__PROBLEMS TO SOLVE__:
**A.** Rewrite the data records starting with the first row and going on through the line with "[528,536,557,710]", replacing "wooden" with "timber" and keeping everything else unchanged. Omit the pictures from your answer.
**B.** Continue the letter about the Democratic Party's position on the Iraq War from where it stops.

__TEXT PASSAGE__:
April 26, 2005
Dear Chairman Dean,
Thank you kindly for your call and your expressed willingness to
discuss the Democratic Party's position on the Iraq War. There is growing
frustration at the grass roots towards the party leadership's silent collaboration
with the Bush Administration's policies. Personally, I cannot remember a time
in thirty years when I have been more despairing over the party's moral
default. Let me take this opportunity to explain.
The party's alliance with the progressive left, so carefully repaired
after the catastrophic split of 2000, is again beginning to unravel over
Iraq. Thousands of anti-war activists and millions of antiwar voters gave
their time, their loyalty and their dollars to the 2004 presidential
campaign despite profound misgivings about our candidate's position on the
Iraq War. Of the millions spent by "527" committees on voter awareness, none
was spent on criticizing the Bush policies in Iraq.

[Data records]
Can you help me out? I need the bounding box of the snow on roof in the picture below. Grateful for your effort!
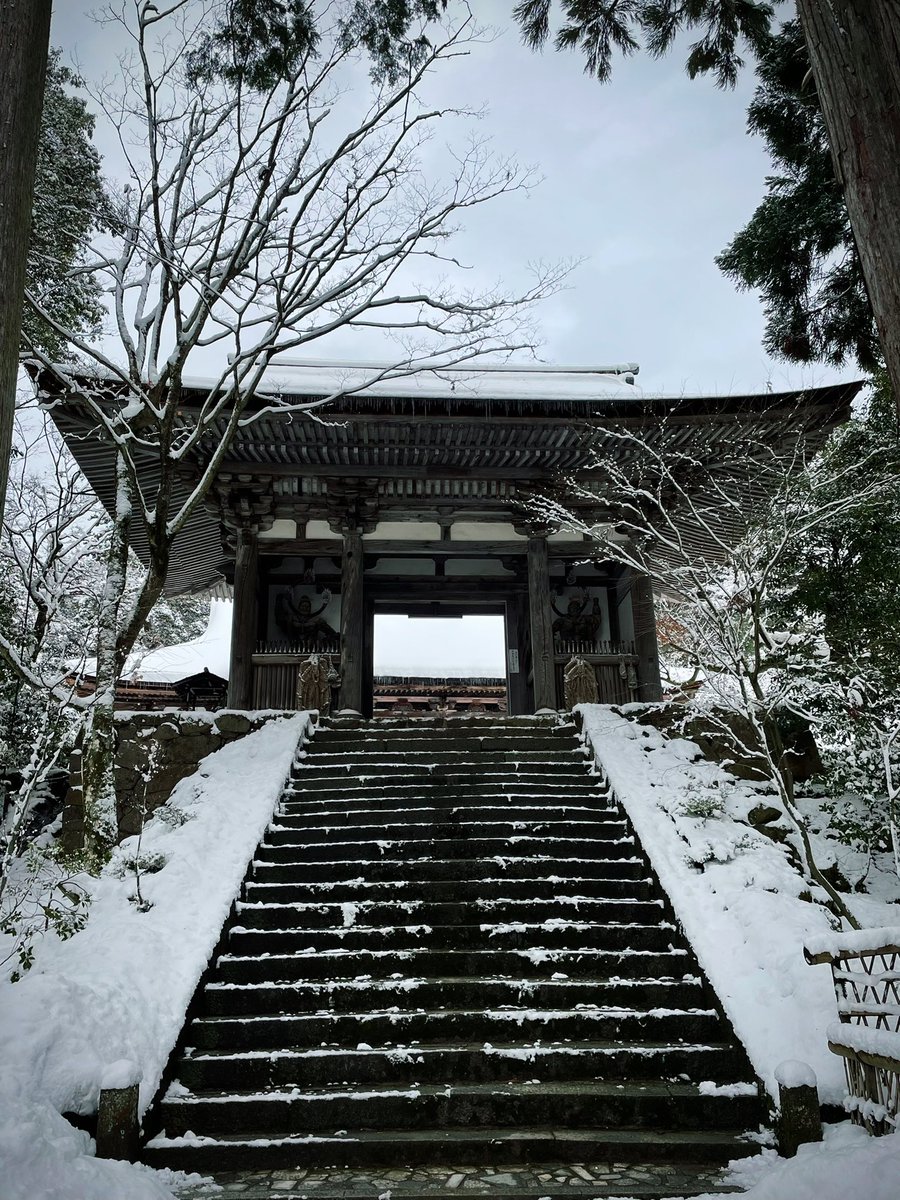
[177,359,642,401]
[125,600,232,683]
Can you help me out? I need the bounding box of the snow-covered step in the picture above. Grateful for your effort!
[178,1028,751,1091]
[220,917,674,970]
[146,718,763,1180]
[276,794,619,828]
[242,874,655,904]
[256,830,637,864]
[163,1079,758,1136]
[184,997,719,1050]
[248,853,648,895]
[216,945,695,983]
[236,895,674,936]
[284,775,610,811]
[146,1126,758,1172]
[265,812,628,846]
[203,972,704,1016]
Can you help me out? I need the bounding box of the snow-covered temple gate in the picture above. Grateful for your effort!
[40,355,856,715]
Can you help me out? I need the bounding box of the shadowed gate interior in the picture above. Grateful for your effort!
[362,595,520,716]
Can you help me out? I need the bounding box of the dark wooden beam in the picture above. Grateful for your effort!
[259,538,590,559]
[631,571,662,702]
[341,529,365,713]
[528,538,557,710]
[228,526,259,709]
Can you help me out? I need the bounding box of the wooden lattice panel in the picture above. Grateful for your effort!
[806,929,900,1136]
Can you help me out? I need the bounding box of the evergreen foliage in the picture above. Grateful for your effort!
[514,0,773,88]
[716,20,881,372]
[187,0,448,91]
[22,50,103,359]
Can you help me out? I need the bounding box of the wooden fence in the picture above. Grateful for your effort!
[805,928,900,1135]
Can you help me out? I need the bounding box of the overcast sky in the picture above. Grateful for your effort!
[45,0,852,394]
[53,0,852,674]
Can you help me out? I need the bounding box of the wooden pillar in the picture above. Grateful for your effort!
[341,529,365,713]
[228,524,259,709]
[631,571,662,702]
[528,536,557,710]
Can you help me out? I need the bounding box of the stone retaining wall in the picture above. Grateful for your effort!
[61,709,300,852]
[115,709,292,840]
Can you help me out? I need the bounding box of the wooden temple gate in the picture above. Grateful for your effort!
[42,365,857,714]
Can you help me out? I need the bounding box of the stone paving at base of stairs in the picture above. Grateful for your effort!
[176,1163,740,1200]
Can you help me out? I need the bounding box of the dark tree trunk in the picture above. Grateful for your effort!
[797,0,900,406]
[0,0,52,523]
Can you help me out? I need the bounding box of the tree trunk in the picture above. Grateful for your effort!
[82,452,131,860]
[0,0,52,524]
[797,0,900,407]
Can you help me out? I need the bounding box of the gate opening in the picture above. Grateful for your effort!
[372,612,508,716]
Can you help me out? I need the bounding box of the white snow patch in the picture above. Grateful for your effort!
[0,714,310,1200]
[581,704,889,1104]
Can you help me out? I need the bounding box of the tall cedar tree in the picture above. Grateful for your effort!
[22,50,103,359]
[716,27,881,371]
[0,0,50,535]
[515,0,900,406]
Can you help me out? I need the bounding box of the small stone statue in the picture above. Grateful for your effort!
[551,589,604,646]
[563,658,600,712]
[275,588,337,642]
[296,654,338,716]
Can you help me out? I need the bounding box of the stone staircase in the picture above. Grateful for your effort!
[145,718,764,1200]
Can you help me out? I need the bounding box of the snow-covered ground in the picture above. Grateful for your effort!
[582,704,900,1104]
[0,706,900,1200]
[0,714,310,1200]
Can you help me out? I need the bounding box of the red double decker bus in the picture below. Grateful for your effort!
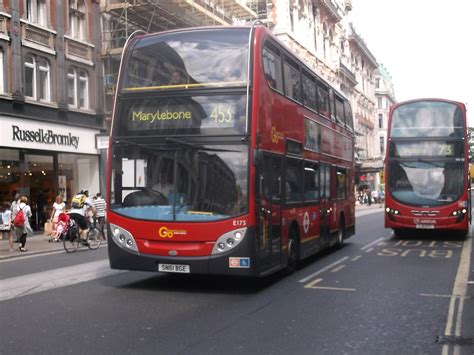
[385,99,471,235]
[107,25,355,276]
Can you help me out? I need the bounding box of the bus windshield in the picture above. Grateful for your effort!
[390,101,464,138]
[110,143,248,221]
[120,28,250,93]
[388,159,466,207]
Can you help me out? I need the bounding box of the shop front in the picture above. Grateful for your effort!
[0,116,101,230]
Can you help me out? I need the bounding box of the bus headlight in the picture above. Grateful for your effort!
[212,228,247,255]
[110,224,138,254]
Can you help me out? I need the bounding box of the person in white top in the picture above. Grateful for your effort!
[69,190,96,240]
[51,195,66,241]
[15,196,33,251]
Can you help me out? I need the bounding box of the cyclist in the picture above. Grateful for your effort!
[69,190,97,243]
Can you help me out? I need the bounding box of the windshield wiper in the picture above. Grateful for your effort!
[165,137,239,153]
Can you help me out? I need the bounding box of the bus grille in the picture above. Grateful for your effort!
[410,210,439,217]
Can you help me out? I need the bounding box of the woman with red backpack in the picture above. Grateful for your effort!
[13,196,33,251]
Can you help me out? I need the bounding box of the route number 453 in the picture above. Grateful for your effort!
[210,106,232,123]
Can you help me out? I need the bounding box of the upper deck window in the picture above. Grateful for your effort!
[121,28,250,92]
[283,61,303,102]
[391,101,464,138]
[262,47,283,92]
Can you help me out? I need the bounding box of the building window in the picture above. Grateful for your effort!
[38,59,51,102]
[26,0,48,26]
[69,0,86,40]
[25,56,36,100]
[67,68,89,109]
[0,50,5,94]
[25,55,51,102]
[377,96,383,109]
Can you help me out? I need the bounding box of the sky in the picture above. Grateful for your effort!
[349,0,474,127]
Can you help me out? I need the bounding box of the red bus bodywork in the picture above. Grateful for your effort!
[107,25,355,276]
[385,99,471,235]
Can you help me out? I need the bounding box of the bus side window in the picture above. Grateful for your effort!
[285,158,303,202]
[304,162,319,201]
[262,47,283,93]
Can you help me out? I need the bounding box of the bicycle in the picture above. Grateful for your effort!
[63,219,102,253]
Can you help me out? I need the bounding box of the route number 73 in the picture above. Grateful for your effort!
[210,106,232,123]
[439,144,453,156]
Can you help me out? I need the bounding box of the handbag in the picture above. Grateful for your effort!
[44,222,53,236]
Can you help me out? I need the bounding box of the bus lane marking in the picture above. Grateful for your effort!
[360,238,387,250]
[442,234,472,354]
[377,239,462,259]
[304,279,355,291]
[298,256,349,283]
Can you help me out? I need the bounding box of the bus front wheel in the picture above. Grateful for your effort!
[285,228,299,274]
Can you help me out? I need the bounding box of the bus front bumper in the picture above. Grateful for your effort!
[108,228,258,276]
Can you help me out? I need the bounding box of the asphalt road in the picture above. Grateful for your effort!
[0,209,474,354]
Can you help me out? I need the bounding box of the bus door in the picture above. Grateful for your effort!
[319,164,331,245]
[257,154,282,271]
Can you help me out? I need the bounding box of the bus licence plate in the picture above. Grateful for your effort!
[416,224,434,229]
[158,264,191,274]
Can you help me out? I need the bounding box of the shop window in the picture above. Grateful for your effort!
[67,67,89,110]
[69,0,86,40]
[26,0,48,27]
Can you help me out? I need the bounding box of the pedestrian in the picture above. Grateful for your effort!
[0,202,13,251]
[10,193,21,243]
[13,196,33,251]
[50,195,66,240]
[94,192,106,240]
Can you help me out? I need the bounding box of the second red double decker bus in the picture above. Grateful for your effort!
[385,99,471,235]
[107,25,355,276]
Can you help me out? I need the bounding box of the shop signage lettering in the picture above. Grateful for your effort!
[132,110,192,123]
[12,126,79,149]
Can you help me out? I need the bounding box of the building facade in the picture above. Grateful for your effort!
[0,0,106,229]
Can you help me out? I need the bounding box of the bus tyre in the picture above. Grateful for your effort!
[336,216,346,248]
[285,228,299,274]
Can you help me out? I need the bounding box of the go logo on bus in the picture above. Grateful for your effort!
[158,226,187,239]
[271,127,284,144]
[158,227,174,238]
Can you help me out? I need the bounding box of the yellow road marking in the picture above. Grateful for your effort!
[331,265,346,272]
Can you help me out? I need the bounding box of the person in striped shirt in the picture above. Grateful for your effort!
[94,192,105,239]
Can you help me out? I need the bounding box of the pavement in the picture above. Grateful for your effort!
[0,232,108,260]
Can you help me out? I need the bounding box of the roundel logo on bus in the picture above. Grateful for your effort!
[158,226,188,239]
[271,126,284,144]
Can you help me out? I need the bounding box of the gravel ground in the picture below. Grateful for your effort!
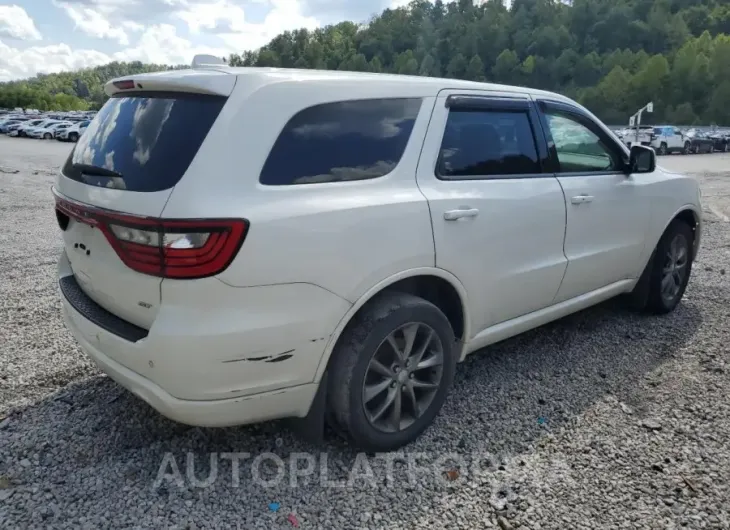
[0,137,730,530]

__ANSWER LIST__:
**A.**
Can you help me out? I need the bounding box of the snow on roof in the picture below. Grateful for your effort!
[177,359,642,401]
[125,600,232,683]
Can you help me out? I need the bounding box of the snow-covered step in the picture above. Grateful for your effort!
[178,1028,751,1091]
[220,917,674,970]
[146,718,763,1180]
[276,794,619,828]
[242,874,655,904]
[256,830,637,864]
[163,1079,758,1136]
[184,997,719,1050]
[248,853,648,895]
[216,945,695,983]
[236,895,674,936]
[284,775,610,811]
[146,1126,758,1172]
[265,812,628,846]
[203,972,704,1016]
Can you help me out? I need the bounding box of the snow-covered temple gate in the picture above. Grateful for your effort!
[40,355,856,715]
Can you help me out? I need the bounding box of the shadowed gate interior in the picture above. Grateful for your effort!
[362,595,520,716]
Can you help me out? I need the bounding box of the dark timber beam in the picture above. Grateful for your effort!
[259,538,590,559]
[631,571,662,702]
[341,529,365,713]
[528,538,557,710]
[228,526,259,709]
Can you help me out? I need the bounding box of the timber lattice panel in the picture above. Grateful for your effort!
[806,929,900,1136]
Can you help me out? I need the bounding box of the evergreen foliage in the picture above. Grateful for your effort!
[514,0,773,88]
[716,20,881,372]
[187,0,448,91]
[22,50,103,359]
Can you help me out? I need the bounding box of the timber fence in the picture above. Grateful for your effort!
[805,928,900,1135]
Can you help me out? I need the bounding box of the overcast sky in the picture above. Grateful for your effort!
[45,0,852,394]
[53,0,852,674]
Can you help me out? I need the bounding box of the timber pillar in the picture above. Grateful for your effort!
[341,529,365,713]
[228,524,259,709]
[631,571,662,702]
[528,536,557,710]

**B.**
The Democratic candidate, and other party leaders, even endorsed the
US invasion of Falluja, giving President Bush a green-light to destroy
that city with immunity from domestic criticism. As a result, a majority of
Falluja's residents were displaced violently, guaranteeing a Sunni
abstention from the subsequent Iraqi elections.
Then in January, a brave minority of Democrats, led by Senator Ted
Kennedy and Congresswoman Lynn Woolsey, advocated a timetable for withdrawal.
Their concerns were quickly deflated by the party leadership.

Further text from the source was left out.